[START DATASET CONTENT]

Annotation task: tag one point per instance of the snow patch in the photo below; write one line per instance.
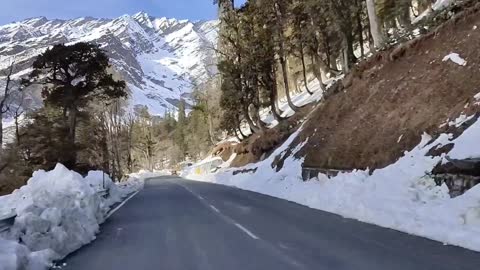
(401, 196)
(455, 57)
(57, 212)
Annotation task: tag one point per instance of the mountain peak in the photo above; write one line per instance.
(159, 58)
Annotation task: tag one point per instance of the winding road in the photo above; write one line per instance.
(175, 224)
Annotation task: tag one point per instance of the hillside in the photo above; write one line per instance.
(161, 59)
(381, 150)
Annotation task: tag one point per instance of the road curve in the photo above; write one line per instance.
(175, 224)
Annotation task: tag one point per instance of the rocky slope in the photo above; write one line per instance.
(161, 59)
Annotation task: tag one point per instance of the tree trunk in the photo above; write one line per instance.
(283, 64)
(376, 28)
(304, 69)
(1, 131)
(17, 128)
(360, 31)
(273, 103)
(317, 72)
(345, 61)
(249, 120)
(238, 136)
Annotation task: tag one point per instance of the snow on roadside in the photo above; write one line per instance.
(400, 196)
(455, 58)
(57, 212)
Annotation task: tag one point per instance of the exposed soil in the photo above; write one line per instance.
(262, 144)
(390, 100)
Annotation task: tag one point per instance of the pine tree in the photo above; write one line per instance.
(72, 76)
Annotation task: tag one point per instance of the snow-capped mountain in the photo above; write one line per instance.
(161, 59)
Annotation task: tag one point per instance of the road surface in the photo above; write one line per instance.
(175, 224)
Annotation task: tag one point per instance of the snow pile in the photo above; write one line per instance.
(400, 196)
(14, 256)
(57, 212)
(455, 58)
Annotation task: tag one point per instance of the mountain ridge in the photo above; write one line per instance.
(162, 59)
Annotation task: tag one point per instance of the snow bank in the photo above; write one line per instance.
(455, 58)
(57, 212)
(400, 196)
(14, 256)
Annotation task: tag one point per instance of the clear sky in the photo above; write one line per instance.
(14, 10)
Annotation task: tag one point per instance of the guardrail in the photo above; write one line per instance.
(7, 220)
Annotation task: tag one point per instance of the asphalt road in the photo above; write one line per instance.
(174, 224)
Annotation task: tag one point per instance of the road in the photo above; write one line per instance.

[END DATASET CONTENT]
[START DATASET CONTENT]

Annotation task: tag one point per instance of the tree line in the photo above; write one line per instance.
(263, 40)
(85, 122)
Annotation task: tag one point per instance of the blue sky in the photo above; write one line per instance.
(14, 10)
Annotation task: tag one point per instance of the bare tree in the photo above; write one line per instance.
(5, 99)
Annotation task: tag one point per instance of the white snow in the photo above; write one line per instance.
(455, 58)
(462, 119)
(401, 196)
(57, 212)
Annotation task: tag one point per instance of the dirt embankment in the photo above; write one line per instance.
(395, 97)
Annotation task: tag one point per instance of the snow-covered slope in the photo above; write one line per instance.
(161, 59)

[END DATASET CONTENT]

GIVEN PROBLEM - Count the lines in the entries above that contain the string "tree", and reply with the number alone.

ANSWER FOR THE TASK - 4